**Given entries**

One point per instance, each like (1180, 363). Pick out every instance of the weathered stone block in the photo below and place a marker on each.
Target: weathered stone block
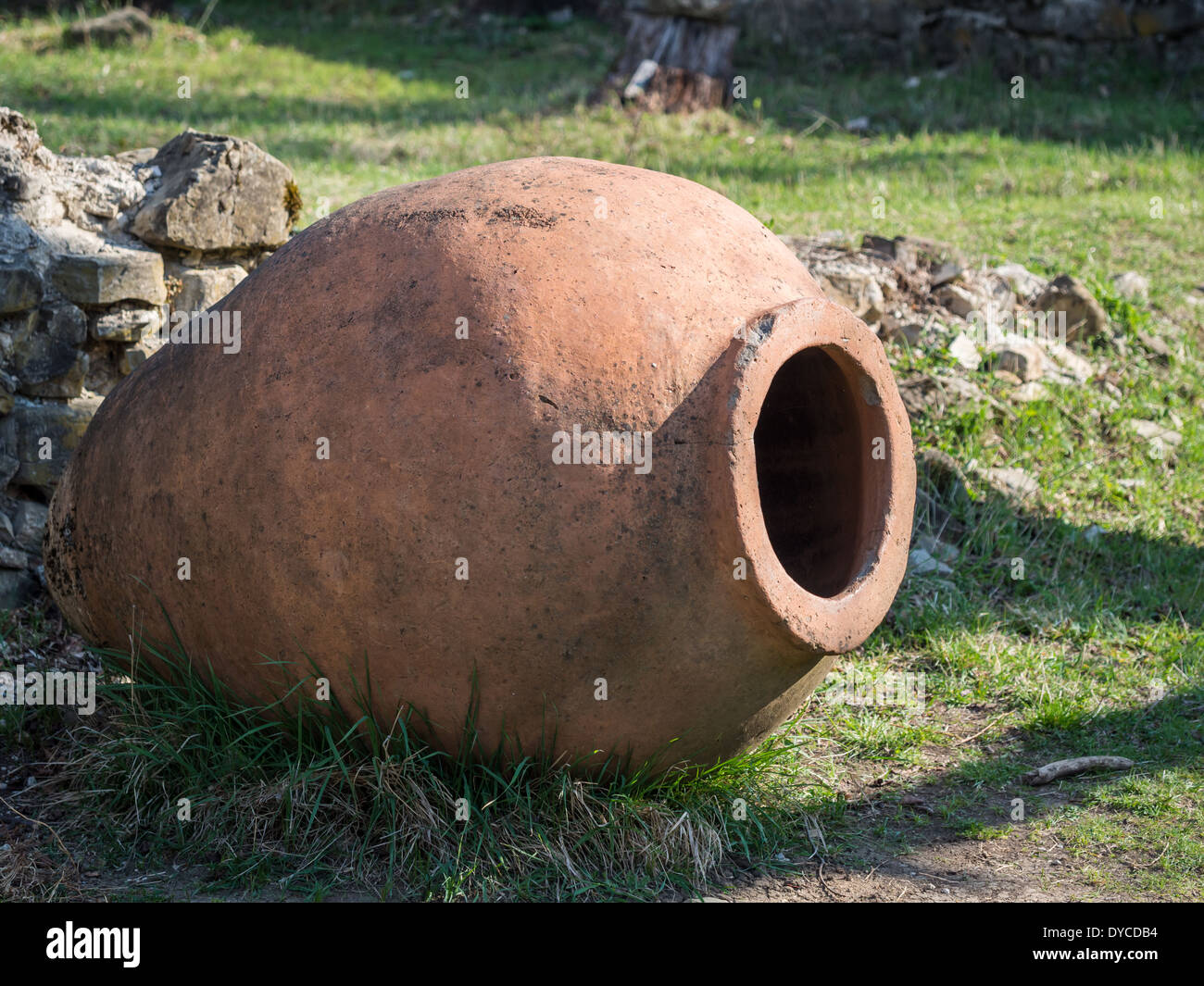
(217, 194)
(204, 287)
(20, 288)
(52, 349)
(43, 435)
(119, 273)
(124, 324)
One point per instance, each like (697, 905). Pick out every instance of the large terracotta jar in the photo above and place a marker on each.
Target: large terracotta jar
(578, 443)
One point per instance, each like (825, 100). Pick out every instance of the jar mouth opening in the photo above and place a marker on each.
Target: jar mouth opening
(823, 473)
(819, 497)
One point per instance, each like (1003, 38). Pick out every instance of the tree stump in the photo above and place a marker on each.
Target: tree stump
(674, 64)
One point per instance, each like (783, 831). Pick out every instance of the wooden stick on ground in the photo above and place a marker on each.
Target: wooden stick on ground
(1064, 768)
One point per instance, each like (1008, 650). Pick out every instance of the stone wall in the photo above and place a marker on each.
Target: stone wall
(1043, 35)
(96, 255)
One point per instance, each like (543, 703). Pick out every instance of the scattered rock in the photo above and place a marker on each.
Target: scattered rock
(204, 287)
(1132, 285)
(1085, 316)
(111, 273)
(81, 295)
(922, 564)
(1155, 345)
(20, 288)
(909, 333)
(113, 28)
(61, 423)
(1022, 281)
(959, 301)
(964, 352)
(52, 351)
(1034, 390)
(1020, 356)
(123, 323)
(217, 194)
(1066, 366)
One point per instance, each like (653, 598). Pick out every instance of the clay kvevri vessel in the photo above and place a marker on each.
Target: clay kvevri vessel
(465, 348)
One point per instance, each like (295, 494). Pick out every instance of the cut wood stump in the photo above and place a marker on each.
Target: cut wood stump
(673, 64)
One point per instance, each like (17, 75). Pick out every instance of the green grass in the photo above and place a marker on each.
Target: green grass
(313, 801)
(1098, 649)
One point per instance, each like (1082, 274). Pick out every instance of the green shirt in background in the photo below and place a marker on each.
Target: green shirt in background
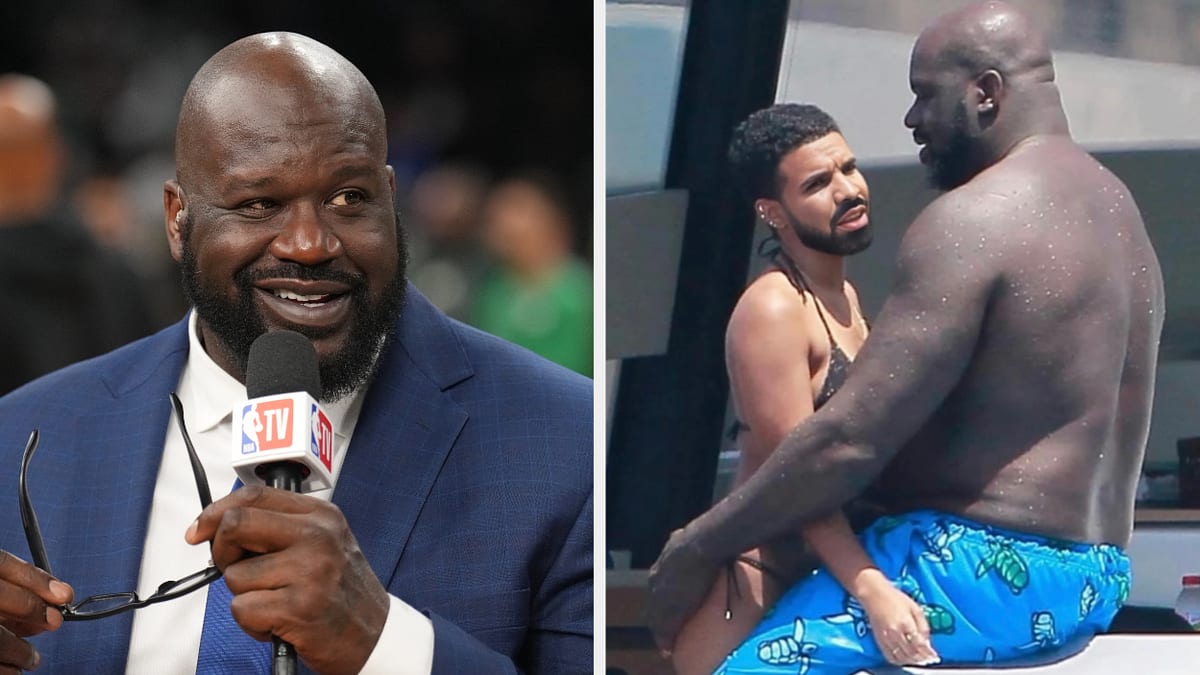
(551, 317)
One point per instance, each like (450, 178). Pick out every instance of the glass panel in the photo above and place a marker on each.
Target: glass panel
(643, 51)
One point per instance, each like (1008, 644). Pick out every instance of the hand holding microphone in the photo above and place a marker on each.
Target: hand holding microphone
(291, 560)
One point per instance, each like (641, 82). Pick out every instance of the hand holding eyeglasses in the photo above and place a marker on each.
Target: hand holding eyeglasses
(29, 601)
(295, 572)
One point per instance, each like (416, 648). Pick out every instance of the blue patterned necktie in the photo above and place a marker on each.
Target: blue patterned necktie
(225, 647)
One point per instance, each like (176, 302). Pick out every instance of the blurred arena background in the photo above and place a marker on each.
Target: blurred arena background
(489, 105)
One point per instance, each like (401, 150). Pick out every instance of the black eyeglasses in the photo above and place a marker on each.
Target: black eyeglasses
(107, 604)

**Task to carry out**
Write the listing out a second time exactly, dropping all images.

**Exercise solution**
One point per instance, each like (1180, 363). Pick out every instance of the weathered stone block in the photo below and place a marker on each.
Target: weathered stone block
(217, 194)
(204, 287)
(20, 288)
(52, 349)
(43, 435)
(119, 273)
(124, 324)
One point per instance, each like (697, 905). Pick out every instance of the large terracotta jar in the photo above and place a marker on each.
Target: large terracotta jar
(578, 443)
One point per instance, each like (825, 100). Pick out every instance of the jar mouth opening in the photo above and place a marker on each.
Target: jar mouth opening
(823, 473)
(819, 497)
One point per instance, each like (1003, 38). Pick out every instance of the tree stump in the photo above and place a marker on each.
Target: tree stump
(674, 64)
One point per instance, each like (783, 831). Pick out every instance of the wooden stick on ground in the photo above and place a marker on each.
Target: wooden stick on ground
(1064, 768)
One point per instance, each like (1008, 650). Pick out every instance of the stone wall in the photo above and place a marker on each.
Target: stone wall
(1043, 35)
(96, 255)
One point per instance, each like (543, 703). Pick out every instance of the scattered rock in the photo above and place a marker on each.
Target: scattered rock
(204, 287)
(1132, 285)
(1085, 316)
(111, 273)
(81, 295)
(922, 564)
(1155, 345)
(20, 288)
(909, 333)
(113, 28)
(61, 423)
(1022, 281)
(959, 301)
(964, 352)
(52, 351)
(1034, 390)
(1020, 356)
(123, 323)
(217, 194)
(1066, 366)
One point per instance, each like (653, 598). Pick out every instance of the clay kvevri vessel in the photo above and place a marker on each.
Target: clay kvevri vessel
(465, 348)
One point per instance, each like (295, 494). Pick out every instance of the cut wood stump in the photo above and place a marker on each.
Target: cut wood stump
(673, 64)
One point per instance, each like (17, 75). Pick out every instance of the green grass in the photo above and place a marker on each.
Target: green grass
(313, 801)
(1098, 649)
One point per instance, each like (1082, 274). Pick out every instance of the green shirt in background in the photo below and place a marker on each.
Target: green shirt in background
(551, 317)
One point per instance, each like (450, 178). Pick out every instance of the glass panel in the photo above and place a marker on each.
Target: glass panel
(643, 51)
One point per instance, each like (1008, 644). Pick out every instance of the hand holding microphone in the photo above and place a marker on each.
Target: hand holding microphone
(291, 560)
One point per instance, each like (641, 82). Pick out every instance of the hand holding eyeglasses in the photo above and place a marker on each.
Target: hand holding eyeglasses
(29, 601)
(295, 572)
One point per instance, each like (416, 648). Pick out every instance of the blue patterned necktie in the photo above and place a marker on each.
Target: blue patterned necktie
(225, 647)
One point per instance, each like (176, 302). Pick out every instance of the blurred arena background in the photo above and place a marker on each.
Target: blurred arena background
(489, 105)
One point per instance, each like (401, 150). Pick out every instance of the black eyeglasses in the photo above and place a marker on each.
Target: black eyeglasses
(107, 604)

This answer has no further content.